The exercise :: Copy out word for word the lines of the material below, starting at the line containing "of white railing" and ending at the line containing "[[198, 0, 300, 102]]", with both of those lines included.

--- --- ---

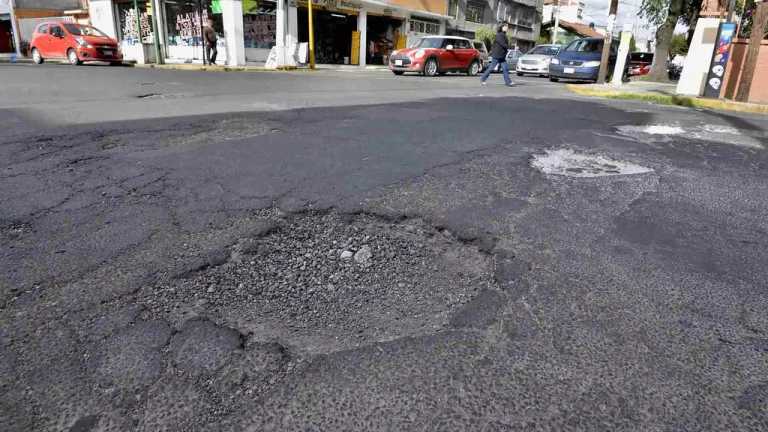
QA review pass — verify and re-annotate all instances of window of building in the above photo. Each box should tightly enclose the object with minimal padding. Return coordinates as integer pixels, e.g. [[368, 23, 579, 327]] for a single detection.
[[116, 1, 154, 44], [467, 1, 485, 23], [448, 0, 459, 18], [410, 18, 440, 34], [243, 1, 277, 49]]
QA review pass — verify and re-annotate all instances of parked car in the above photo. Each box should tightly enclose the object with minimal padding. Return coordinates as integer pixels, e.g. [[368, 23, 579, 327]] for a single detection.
[[515, 45, 560, 76], [472, 41, 491, 71], [389, 36, 482, 77], [491, 48, 523, 72], [629, 52, 653, 76], [30, 21, 123, 65], [549, 38, 629, 82]]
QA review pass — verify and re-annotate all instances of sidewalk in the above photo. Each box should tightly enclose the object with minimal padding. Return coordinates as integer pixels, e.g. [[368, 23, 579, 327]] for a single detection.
[[566, 81, 768, 114]]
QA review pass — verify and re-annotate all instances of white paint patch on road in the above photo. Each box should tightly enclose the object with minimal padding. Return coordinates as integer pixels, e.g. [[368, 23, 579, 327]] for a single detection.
[[616, 124, 764, 149], [531, 149, 653, 177], [616, 125, 685, 136]]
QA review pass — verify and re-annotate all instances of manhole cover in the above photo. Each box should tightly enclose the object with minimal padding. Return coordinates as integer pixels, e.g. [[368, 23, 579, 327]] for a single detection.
[[144, 213, 495, 352], [531, 150, 653, 177]]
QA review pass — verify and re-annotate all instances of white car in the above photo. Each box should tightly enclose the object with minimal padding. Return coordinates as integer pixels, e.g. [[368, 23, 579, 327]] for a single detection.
[[517, 45, 560, 76]]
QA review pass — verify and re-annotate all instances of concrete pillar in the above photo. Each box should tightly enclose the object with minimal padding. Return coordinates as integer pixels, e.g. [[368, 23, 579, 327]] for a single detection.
[[357, 9, 368, 67], [88, 0, 117, 39], [285, 5, 299, 47], [7, 0, 21, 57], [221, 0, 245, 66], [677, 17, 720, 96], [275, 0, 288, 48]]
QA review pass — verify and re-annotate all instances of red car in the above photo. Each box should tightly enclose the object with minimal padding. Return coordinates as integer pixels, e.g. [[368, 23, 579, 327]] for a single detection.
[[389, 36, 483, 76], [30, 21, 123, 65]]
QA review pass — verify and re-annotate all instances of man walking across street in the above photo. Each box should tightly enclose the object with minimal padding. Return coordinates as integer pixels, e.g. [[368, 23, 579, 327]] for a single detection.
[[480, 23, 515, 87], [203, 18, 218, 64]]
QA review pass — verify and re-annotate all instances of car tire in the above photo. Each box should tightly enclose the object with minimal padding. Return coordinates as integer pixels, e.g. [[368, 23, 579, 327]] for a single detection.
[[67, 48, 83, 66], [32, 48, 45, 64], [424, 58, 440, 77], [467, 60, 480, 76]]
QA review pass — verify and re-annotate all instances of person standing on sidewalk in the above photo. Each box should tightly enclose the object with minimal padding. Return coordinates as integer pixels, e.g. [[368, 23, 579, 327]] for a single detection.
[[203, 18, 218, 64], [480, 23, 515, 87]]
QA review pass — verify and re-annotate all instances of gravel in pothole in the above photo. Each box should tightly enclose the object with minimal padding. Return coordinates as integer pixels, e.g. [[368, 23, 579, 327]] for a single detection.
[[143, 213, 495, 352]]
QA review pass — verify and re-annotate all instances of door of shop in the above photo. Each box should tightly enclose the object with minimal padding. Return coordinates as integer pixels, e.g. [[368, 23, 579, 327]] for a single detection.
[[366, 14, 405, 65], [298, 8, 357, 64]]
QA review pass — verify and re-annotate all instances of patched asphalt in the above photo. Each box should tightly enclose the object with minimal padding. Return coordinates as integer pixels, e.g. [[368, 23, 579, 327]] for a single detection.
[[0, 66, 768, 431]]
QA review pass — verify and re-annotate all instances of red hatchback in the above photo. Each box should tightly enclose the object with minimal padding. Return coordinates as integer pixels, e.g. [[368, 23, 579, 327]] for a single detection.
[[30, 21, 123, 65], [389, 36, 482, 76]]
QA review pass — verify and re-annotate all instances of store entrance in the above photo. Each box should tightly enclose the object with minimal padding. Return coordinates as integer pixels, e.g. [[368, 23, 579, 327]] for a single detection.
[[298, 8, 357, 64], [366, 15, 405, 65]]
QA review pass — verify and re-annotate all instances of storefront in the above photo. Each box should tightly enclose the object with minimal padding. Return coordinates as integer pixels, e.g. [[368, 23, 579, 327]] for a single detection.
[[298, 2, 358, 64], [243, 1, 277, 62], [365, 13, 405, 65]]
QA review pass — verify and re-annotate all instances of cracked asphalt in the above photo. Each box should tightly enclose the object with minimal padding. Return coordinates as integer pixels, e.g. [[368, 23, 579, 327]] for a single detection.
[[0, 64, 768, 431]]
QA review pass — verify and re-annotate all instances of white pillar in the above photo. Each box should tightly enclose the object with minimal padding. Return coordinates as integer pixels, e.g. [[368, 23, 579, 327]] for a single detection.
[[8, 0, 21, 57], [676, 17, 720, 96], [357, 9, 368, 67], [88, 0, 117, 39], [275, 0, 288, 47], [221, 0, 245, 66]]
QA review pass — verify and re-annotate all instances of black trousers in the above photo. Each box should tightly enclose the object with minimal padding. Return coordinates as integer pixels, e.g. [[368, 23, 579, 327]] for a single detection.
[[205, 45, 219, 64]]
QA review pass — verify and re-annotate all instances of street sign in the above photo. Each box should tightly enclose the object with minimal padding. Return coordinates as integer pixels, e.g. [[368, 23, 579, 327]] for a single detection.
[[704, 22, 736, 98]]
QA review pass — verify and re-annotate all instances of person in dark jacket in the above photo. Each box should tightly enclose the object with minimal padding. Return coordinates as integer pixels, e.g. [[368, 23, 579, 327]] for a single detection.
[[203, 19, 218, 64], [480, 23, 514, 87]]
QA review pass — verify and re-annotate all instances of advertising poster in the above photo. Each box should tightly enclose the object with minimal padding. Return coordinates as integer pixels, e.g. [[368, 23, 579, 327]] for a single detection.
[[704, 23, 736, 98]]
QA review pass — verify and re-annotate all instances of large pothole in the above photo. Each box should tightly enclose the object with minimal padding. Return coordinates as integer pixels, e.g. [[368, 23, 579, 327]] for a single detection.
[[531, 149, 653, 177], [142, 213, 495, 352]]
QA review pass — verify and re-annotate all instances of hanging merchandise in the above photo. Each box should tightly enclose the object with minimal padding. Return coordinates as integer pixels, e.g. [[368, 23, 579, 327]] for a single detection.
[[243, 0, 259, 15], [211, 0, 221, 15]]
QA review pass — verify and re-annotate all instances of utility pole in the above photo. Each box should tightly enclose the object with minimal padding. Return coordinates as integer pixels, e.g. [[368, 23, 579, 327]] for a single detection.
[[552, 0, 560, 45], [197, 0, 208, 65], [8, 0, 21, 57], [597, 0, 619, 84], [736, 2, 768, 102], [307, 0, 315, 69]]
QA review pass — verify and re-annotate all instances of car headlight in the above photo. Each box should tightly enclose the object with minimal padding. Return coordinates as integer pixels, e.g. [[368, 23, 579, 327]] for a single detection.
[[75, 37, 91, 48]]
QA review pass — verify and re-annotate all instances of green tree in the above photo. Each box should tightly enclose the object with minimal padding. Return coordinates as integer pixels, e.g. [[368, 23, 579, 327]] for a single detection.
[[640, 0, 691, 81], [669, 33, 689, 57], [475, 26, 496, 51]]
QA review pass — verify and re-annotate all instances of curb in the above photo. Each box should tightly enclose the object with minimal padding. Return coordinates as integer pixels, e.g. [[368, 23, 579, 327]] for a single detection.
[[566, 84, 768, 114], [130, 64, 312, 72]]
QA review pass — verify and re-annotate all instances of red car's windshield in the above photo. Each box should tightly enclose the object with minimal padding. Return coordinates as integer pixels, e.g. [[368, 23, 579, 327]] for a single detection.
[[64, 24, 107, 37]]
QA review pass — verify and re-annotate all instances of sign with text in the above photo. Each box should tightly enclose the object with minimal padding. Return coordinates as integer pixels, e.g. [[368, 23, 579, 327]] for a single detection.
[[704, 22, 736, 98]]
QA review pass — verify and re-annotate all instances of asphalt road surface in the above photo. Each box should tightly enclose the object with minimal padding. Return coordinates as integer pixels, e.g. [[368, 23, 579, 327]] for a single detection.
[[0, 65, 768, 431]]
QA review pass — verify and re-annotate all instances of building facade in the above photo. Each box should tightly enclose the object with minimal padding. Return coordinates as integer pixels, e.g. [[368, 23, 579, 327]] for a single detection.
[[90, 0, 464, 66], [440, 0, 544, 51], [0, 0, 88, 55]]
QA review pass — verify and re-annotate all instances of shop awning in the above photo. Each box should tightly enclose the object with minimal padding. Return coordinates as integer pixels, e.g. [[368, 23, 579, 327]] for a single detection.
[[360, 0, 453, 19]]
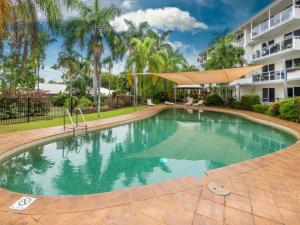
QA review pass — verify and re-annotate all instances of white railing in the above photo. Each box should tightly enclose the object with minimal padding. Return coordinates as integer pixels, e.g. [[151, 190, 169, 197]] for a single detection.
[[252, 36, 300, 60], [252, 6, 293, 37], [252, 70, 284, 83]]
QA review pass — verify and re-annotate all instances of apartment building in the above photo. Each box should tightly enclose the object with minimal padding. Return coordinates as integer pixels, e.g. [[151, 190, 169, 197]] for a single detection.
[[198, 0, 300, 102]]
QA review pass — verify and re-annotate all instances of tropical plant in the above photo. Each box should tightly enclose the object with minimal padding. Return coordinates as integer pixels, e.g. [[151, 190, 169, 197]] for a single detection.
[[204, 35, 244, 70], [64, 0, 120, 116]]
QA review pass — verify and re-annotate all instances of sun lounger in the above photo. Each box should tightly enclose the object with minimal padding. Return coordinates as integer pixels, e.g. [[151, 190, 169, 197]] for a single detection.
[[147, 98, 155, 106], [193, 100, 203, 106]]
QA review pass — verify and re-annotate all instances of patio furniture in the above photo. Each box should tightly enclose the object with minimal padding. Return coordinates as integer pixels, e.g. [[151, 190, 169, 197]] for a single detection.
[[165, 101, 174, 105], [193, 100, 203, 106], [185, 97, 194, 106]]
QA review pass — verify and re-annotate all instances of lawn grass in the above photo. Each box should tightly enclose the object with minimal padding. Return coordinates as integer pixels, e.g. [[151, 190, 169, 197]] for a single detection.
[[0, 106, 146, 134]]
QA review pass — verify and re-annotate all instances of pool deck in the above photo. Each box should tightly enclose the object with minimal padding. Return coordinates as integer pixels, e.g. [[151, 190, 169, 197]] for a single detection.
[[0, 106, 300, 225]]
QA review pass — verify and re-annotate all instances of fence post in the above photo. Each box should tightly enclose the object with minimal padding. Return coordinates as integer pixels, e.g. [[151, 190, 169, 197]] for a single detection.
[[27, 98, 30, 123], [70, 96, 73, 116]]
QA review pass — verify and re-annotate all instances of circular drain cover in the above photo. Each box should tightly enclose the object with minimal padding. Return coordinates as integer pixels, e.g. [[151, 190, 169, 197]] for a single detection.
[[207, 182, 230, 196]]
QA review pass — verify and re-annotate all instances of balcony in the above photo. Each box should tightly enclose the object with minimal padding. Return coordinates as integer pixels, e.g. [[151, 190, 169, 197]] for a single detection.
[[252, 6, 296, 38], [252, 70, 284, 83], [252, 36, 300, 61]]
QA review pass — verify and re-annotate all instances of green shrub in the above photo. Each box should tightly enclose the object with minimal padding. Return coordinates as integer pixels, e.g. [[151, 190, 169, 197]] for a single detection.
[[268, 101, 280, 116], [77, 97, 94, 108], [253, 104, 270, 114], [203, 93, 224, 106], [241, 94, 260, 110], [233, 101, 242, 109], [51, 93, 69, 106], [64, 96, 79, 108], [295, 97, 300, 121], [279, 98, 298, 121]]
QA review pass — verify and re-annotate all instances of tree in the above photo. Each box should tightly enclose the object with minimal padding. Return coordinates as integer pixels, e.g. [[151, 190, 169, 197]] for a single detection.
[[64, 0, 120, 116], [204, 35, 244, 70]]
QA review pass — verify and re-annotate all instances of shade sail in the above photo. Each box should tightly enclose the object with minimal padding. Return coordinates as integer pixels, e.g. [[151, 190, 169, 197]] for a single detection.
[[157, 65, 262, 85]]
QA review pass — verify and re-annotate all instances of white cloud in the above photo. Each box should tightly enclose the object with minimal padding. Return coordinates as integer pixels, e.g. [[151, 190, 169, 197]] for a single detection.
[[111, 7, 207, 32], [121, 0, 134, 9]]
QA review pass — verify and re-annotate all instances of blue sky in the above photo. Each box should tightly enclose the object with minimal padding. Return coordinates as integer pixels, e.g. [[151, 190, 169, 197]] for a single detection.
[[41, 0, 272, 80]]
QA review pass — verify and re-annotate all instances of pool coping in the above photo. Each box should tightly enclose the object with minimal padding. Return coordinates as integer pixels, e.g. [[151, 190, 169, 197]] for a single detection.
[[0, 105, 300, 223]]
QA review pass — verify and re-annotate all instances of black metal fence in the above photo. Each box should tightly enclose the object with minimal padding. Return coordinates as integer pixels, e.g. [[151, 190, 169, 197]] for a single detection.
[[0, 98, 64, 125], [0, 96, 133, 125]]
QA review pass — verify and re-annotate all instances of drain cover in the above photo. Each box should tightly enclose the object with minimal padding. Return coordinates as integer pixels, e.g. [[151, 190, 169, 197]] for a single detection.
[[207, 182, 230, 196]]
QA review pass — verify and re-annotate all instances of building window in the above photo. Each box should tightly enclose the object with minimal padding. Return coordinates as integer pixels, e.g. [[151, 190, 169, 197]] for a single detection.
[[262, 88, 275, 102], [288, 87, 300, 98]]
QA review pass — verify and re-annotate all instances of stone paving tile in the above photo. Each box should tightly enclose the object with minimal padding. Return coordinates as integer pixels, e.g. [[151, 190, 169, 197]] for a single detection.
[[197, 199, 224, 221], [163, 205, 194, 225], [251, 200, 283, 223], [201, 187, 224, 204], [249, 187, 275, 205], [254, 216, 283, 225], [139, 199, 168, 220], [224, 206, 254, 225], [193, 214, 223, 225], [279, 208, 300, 225], [0, 106, 300, 225], [225, 194, 252, 213]]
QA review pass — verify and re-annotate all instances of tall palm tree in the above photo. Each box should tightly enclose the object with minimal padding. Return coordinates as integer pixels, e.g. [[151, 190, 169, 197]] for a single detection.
[[102, 56, 114, 94], [65, 0, 120, 116], [126, 38, 154, 101], [204, 35, 244, 70]]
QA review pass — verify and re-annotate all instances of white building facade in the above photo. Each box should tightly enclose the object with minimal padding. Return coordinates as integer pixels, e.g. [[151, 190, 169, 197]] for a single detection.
[[199, 0, 300, 102]]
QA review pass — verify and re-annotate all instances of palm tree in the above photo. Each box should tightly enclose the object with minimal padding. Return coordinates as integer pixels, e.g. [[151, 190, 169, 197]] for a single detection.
[[102, 56, 114, 94], [65, 0, 120, 116], [126, 38, 153, 101], [0, 0, 14, 55], [53, 50, 81, 96]]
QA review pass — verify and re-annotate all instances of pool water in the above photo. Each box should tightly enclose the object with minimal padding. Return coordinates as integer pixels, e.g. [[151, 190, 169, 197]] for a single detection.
[[0, 109, 296, 195]]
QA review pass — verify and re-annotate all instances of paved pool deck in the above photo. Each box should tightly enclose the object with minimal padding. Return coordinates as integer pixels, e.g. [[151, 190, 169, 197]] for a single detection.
[[0, 106, 300, 225]]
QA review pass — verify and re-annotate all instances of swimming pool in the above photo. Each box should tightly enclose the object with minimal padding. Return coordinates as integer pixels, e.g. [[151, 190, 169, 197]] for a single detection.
[[0, 109, 296, 195]]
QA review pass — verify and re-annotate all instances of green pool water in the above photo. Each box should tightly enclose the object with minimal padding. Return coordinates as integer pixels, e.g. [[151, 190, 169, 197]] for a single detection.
[[0, 109, 296, 195]]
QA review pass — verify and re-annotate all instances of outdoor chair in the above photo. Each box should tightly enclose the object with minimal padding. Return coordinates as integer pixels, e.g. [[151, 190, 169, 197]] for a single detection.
[[185, 97, 194, 106], [193, 100, 203, 106], [147, 98, 155, 106], [165, 101, 174, 105]]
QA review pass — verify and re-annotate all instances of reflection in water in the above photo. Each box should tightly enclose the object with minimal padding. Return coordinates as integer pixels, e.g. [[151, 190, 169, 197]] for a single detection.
[[0, 109, 295, 195]]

--- --- ---

Response for this exercise ::
QA review pass — verify and re-annotate all instances of white railing in the above photo. Each box should tightly enclose the object with minimal padding. Return coordinates as integer pixels, e.g. [[151, 190, 169, 197]] for a single detection.
[[252, 36, 300, 60], [252, 6, 293, 37], [252, 70, 284, 83]]
QA review pass — verify and re-annotate all instances of apartment building in the above photo. Each box should tightly enclose the object with minimal padding. Return coordinates as integer pixels, e.g. [[151, 190, 169, 197]] for a single detection.
[[198, 0, 300, 102]]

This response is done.